ARTÍCULO:

***

Jean-Ovide Védrenne

Se ha convertido en un hecho banal algo que los periódicos traen regularmente: muchos jóvenes, desalentados por la vida, quieren poner fin a su vida con el suicidio. ¡Qué tristeza! ¡Cómo les necesita el mundo! ¿Por qué no siguen el ejemplo de Ovide Védrenne? He aquí su historia: cuenta la misericordia de Dios y la materna protección de María.

¡Un diablo de hombre!
Nacido en Francia, en 1831, Ovide entra muy joven como adepto en la masonería. Alumno brillante, dotado de una inteligencia poco común, pero perezoso, aprovecha la revolución de 1848 para lanzarse a estos motines. Metido en la cárcel y luego puesto en libertad, entra en la escuela militar donde se abandona a todo tipo de extravagancia. A los veinte años, se enrola en los zuavos [1] de África. Se distingue tanto por su coraje como por su falta de disciplina: “Era un diablo de hombre”, dirá de él un compañero. Tres veces nombrado sargento, tres veces degradado por insubordinación, le quedan sólo sus numerosas citaciones y sus medallas que llama ¡”batería de cocina”! Cuando las epidemias afectan al ejército, en Crimea, se dedica a los enfermos y contrae el tifus. Ante de la gravedad de su estado, el capellán intenta asaltar su alma. Es rechazado con arrogancia. Con su dulzura, una religiosa de la Caridad logra hacerle aceptar una medalla de la Santa Virgen, que llevará fielmente y que le dará la salud del cuerpo y del alma.

***

DATOS PROPORCIONADOS:

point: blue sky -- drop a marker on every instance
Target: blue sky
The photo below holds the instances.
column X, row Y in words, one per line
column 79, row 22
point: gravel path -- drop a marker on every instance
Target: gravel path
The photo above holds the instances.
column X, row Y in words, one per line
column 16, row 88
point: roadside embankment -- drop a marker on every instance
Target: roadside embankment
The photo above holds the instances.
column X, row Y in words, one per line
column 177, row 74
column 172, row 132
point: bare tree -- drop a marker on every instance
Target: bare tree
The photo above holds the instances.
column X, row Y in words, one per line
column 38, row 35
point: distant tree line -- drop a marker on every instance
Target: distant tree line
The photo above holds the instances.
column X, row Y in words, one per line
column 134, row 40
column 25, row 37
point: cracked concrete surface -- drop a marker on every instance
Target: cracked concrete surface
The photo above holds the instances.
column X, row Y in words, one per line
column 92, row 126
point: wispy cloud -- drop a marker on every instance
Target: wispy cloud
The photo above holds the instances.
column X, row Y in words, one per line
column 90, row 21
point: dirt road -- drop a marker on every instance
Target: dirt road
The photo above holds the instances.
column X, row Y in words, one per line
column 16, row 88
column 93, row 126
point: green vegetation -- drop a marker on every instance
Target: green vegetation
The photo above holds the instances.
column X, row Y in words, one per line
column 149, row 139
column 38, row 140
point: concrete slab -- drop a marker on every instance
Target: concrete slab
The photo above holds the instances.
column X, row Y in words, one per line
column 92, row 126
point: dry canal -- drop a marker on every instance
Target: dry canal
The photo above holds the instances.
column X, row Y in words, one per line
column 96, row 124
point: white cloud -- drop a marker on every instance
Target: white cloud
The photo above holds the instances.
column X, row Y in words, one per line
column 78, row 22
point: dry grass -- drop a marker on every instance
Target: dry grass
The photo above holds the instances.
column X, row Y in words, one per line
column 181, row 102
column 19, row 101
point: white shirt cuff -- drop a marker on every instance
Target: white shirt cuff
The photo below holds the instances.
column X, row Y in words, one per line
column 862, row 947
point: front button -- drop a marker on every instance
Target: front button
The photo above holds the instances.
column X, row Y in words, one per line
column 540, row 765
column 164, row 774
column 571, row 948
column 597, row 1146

***

COMPLETE LO SIGUIENTE:
#1 Según el artículo sobre Ovide Védrenne, ¿a qué edad se enroló en los zuavos de África?
#2 Reproduzca el fragmento del artículo sobre Ovide Védrenne que comienza en las palabras "Se ha convertido" y termina después de "diablo de hombre!".

SOLUCIONES DEL EJERCICIO:
#1 A los veinte años.

#2
Se ha convertido en un hecho banal algo que los periódicos traen regularmente: muchos jóvenes, desalentados por la vida, quieren poner fin a su vida con el suicidio. ¡Qué tristeza! ¡Cómo les necesita el mundo! ¿Por qué no siguen el ejemplo de Ovide Védrenne? He aquí su historia: cuenta la misericordia de Dios y la materna protección de María.

¡Un diablo de hombre!